**Dataset excerpts**
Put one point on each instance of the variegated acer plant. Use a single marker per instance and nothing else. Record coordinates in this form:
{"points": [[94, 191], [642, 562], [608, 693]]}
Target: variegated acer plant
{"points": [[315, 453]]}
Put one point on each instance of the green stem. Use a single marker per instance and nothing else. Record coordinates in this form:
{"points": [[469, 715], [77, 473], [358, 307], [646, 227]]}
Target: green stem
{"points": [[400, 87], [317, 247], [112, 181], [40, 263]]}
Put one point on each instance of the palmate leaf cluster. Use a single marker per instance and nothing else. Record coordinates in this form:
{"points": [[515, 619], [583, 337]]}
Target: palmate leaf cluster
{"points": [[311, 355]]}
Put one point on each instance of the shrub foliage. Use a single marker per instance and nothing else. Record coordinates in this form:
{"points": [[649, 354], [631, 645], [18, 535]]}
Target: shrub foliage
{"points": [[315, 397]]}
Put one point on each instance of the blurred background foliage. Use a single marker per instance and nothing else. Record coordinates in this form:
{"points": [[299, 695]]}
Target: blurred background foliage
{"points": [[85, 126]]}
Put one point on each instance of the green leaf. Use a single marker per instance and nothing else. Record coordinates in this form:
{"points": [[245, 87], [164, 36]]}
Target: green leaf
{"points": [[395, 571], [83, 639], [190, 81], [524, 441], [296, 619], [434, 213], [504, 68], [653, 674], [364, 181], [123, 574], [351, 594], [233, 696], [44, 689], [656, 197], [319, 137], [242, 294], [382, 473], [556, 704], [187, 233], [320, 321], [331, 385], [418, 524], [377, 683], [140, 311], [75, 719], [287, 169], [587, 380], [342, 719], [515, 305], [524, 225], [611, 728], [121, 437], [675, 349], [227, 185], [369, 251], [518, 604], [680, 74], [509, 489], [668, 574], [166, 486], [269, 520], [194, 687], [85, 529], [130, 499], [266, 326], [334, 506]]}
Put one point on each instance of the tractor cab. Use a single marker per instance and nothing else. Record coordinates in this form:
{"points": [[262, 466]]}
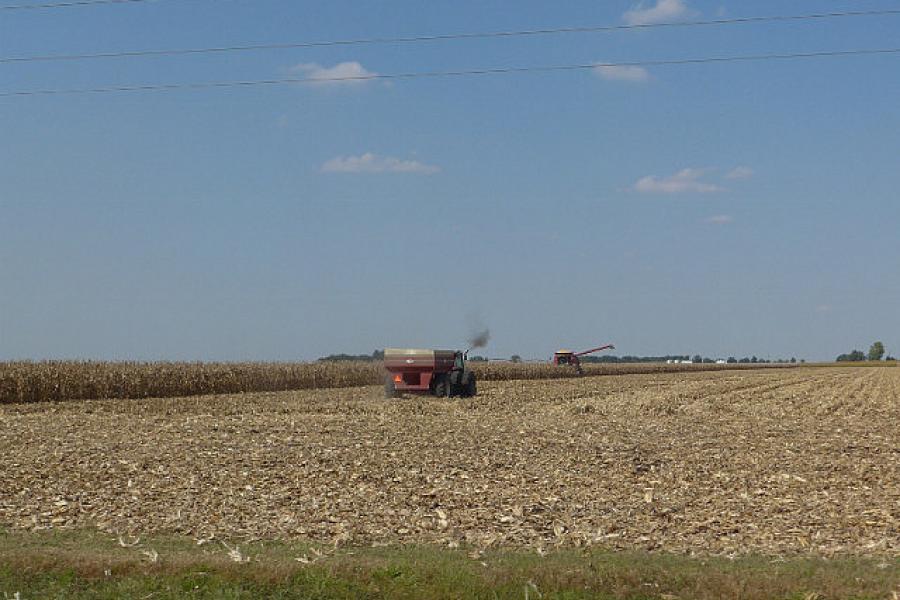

**Requirements**
Copy out every line in the records that contains the string "foliage".

**The completed task**
Put one point on each instance of the shrub foliage. Use a single marker per instance and nothing else. Record coordinates in this form:
Target: shrub foliage
Put one point on each instance of the blurred background foliage. Use a single marker per instance and nothing else. Record coordinates in this form:
Target: blurred background foliage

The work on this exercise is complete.